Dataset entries
▬▬▬▬▬▬

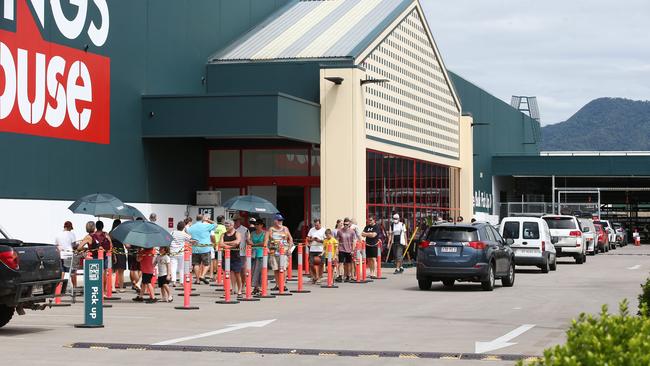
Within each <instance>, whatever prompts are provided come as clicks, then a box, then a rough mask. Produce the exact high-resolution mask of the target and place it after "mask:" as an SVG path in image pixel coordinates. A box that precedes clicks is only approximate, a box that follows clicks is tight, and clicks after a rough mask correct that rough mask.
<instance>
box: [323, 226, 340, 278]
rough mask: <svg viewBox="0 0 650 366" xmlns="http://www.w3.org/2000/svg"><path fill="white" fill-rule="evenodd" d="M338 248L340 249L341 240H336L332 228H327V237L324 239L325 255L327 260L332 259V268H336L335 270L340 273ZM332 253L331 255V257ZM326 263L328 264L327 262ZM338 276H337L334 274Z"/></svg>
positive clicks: (325, 236)
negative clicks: (338, 268)
mask: <svg viewBox="0 0 650 366" xmlns="http://www.w3.org/2000/svg"><path fill="white" fill-rule="evenodd" d="M338 250H339V242H338V241H337V240H336V238H335V237H334V235H333V233H332V230H330V229H327V230H325V239H324V240H323V257H324V258H325V259H327V260H330V259H331V260H332V268H334V271H335V272H337V273H338V269H337V266H338V262H339V261H338V256H339V254H338ZM330 253H331V257H330ZM324 264H327V262H325V263H324ZM334 277H337V276H334Z"/></svg>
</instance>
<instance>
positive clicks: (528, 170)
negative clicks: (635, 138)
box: [492, 155, 650, 177]
mask: <svg viewBox="0 0 650 366" xmlns="http://www.w3.org/2000/svg"><path fill="white" fill-rule="evenodd" d="M492 164H493V166H492V169H493V172H494V174H495V175H501V176H513V175H519V176H533V177H550V176H552V175H555V176H558V177H650V156H607V155H602V156H540V155H537V156H535V155H530V156H525V155H520V156H495V157H494V158H493V160H492Z"/></svg>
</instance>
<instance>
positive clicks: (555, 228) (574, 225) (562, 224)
mask: <svg viewBox="0 0 650 366" xmlns="http://www.w3.org/2000/svg"><path fill="white" fill-rule="evenodd" d="M544 221H546V223H547V224H548V228H549V229H569V230H570V229H576V224H575V223H574V222H573V218H571V217H545V218H544Z"/></svg>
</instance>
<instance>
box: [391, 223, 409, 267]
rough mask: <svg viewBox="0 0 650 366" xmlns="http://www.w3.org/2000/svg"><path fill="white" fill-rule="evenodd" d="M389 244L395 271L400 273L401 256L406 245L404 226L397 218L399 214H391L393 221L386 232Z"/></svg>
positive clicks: (401, 257)
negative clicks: (391, 250) (394, 267)
mask: <svg viewBox="0 0 650 366" xmlns="http://www.w3.org/2000/svg"><path fill="white" fill-rule="evenodd" d="M388 241H389V243H388V244H389V246H390V247H392V248H393V256H394V258H395V272H394V274H400V273H403V272H404V267H402V257H403V256H404V247H405V246H406V227H405V226H404V223H402V222H401V221H400V220H399V214H394V215H393V222H392V223H391V225H390V231H389V234H388Z"/></svg>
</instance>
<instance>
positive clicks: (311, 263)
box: [307, 219, 325, 284]
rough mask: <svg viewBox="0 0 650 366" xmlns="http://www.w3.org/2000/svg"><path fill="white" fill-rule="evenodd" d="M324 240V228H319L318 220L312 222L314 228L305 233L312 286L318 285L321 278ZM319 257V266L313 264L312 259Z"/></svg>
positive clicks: (317, 219) (322, 275) (322, 273)
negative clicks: (309, 263) (313, 221)
mask: <svg viewBox="0 0 650 366" xmlns="http://www.w3.org/2000/svg"><path fill="white" fill-rule="evenodd" d="M324 239H325V228H324V227H322V226H321V223H320V219H315V220H314V227H312V228H311V229H309V233H307V241H308V242H309V263H310V264H311V267H310V273H311V282H312V283H314V284H318V283H320V280H321V277H322V276H323V264H322V263H323V262H322V258H323V240H324ZM315 257H319V259H318V262H320V263H321V264H319V265H316V264H314V258H315Z"/></svg>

▬▬▬▬▬▬

* Brief
Retype all of the data above character for character, omitting the pictures.

* Solution
Within each <instance>, whatever prompts are provided come as clicks, then a box, then a rough mask. Produce the exact high-resolution mask of the target and place it after "mask:" as an SVG path in image pixel coordinates. A box that precedes clicks is only approximate, a box that follows clicks is tight, and clicks after a rough mask correct that rough mask.
<instance>
box: [323, 226, 340, 278]
rough mask: <svg viewBox="0 0 650 366" xmlns="http://www.w3.org/2000/svg"><path fill="white" fill-rule="evenodd" d="M338 248L340 249L341 240H336L332 228H327V237L324 239L325 255L327 260L332 259V268H336L335 270L340 273ZM332 253L331 255V257ZM326 263L328 264L327 262ZM338 276H337L334 274Z"/></svg>
positive clicks: (325, 236)
negative clicks: (338, 268)
mask: <svg viewBox="0 0 650 366" xmlns="http://www.w3.org/2000/svg"><path fill="white" fill-rule="evenodd" d="M338 250H339V242H338V241H337V240H336V238H335V237H334V235H333V233H332V230H330V229H327V230H325V239H324V240H323V257H324V258H325V259H327V260H330V259H331V260H332V268H334V271H335V272H337V273H338V269H337V266H338V262H339V261H338V256H339V254H338ZM330 253H331V257H330ZM324 264H327V262H325V263H324ZM334 277H337V276H334Z"/></svg>
</instance>
<instance>
positive clicks: (528, 170)
negative clicks: (635, 138)
box: [492, 155, 650, 177]
mask: <svg viewBox="0 0 650 366" xmlns="http://www.w3.org/2000/svg"><path fill="white" fill-rule="evenodd" d="M492 164H493V166H492V169H493V172H494V174H495V175H501V176H513V175H519V176H533V177H550V176H552V175H555V176H558V177H650V156H607V155H602V156H540V155H537V156H535V155H530V156H525V155H520V156H495V157H494V158H493V160H492Z"/></svg>
</instance>
<instance>
positive clicks: (555, 228) (574, 225) (562, 224)
mask: <svg viewBox="0 0 650 366" xmlns="http://www.w3.org/2000/svg"><path fill="white" fill-rule="evenodd" d="M544 221H546V223H547V224H548V228H549V229H569V230H570V229H576V224H575V223H574V222H573V218H571V217H545V218H544Z"/></svg>
</instance>
<instance>
box: [391, 223, 409, 267]
rough mask: <svg viewBox="0 0 650 366" xmlns="http://www.w3.org/2000/svg"><path fill="white" fill-rule="evenodd" d="M389 244L395 271L400 273L401 256L406 245L404 226L397 218L399 214H391L393 221L386 232Z"/></svg>
positive clicks: (401, 257)
negative clicks: (391, 250) (394, 267)
mask: <svg viewBox="0 0 650 366" xmlns="http://www.w3.org/2000/svg"><path fill="white" fill-rule="evenodd" d="M388 241H389V243H388V244H389V246H390V247H392V248H393V256H394V258H395V272H394V274H400V273H403V272H404V267H402V257H403V256H404V247H405V246H406V227H405V226H404V223H402V222H401V221H400V220H399V214H394V215H393V222H392V223H391V225H390V231H389V234H388Z"/></svg>
</instance>
<instance>
positive clicks: (311, 263)
box: [307, 219, 325, 284]
rough mask: <svg viewBox="0 0 650 366" xmlns="http://www.w3.org/2000/svg"><path fill="white" fill-rule="evenodd" d="M324 240V228H319L318 220L312 222L314 228L305 233L312 286L318 285L321 278ZM319 257V266L313 264L312 259Z"/></svg>
positive clicks: (317, 219) (322, 275) (322, 273)
negative clicks: (309, 263) (313, 221)
mask: <svg viewBox="0 0 650 366" xmlns="http://www.w3.org/2000/svg"><path fill="white" fill-rule="evenodd" d="M324 239H325V228H324V227H322V226H321V223H320V219H315V220H314V227H312V228H311V229H309V233H307V241H308V242H309V263H310V264H311V267H310V273H311V282H312V283H314V284H318V283H320V280H321V277H322V276H323V264H322V263H323V262H322V258H323V240H324ZM315 257H319V259H318V262H320V263H321V264H319V265H316V264H314V258H315Z"/></svg>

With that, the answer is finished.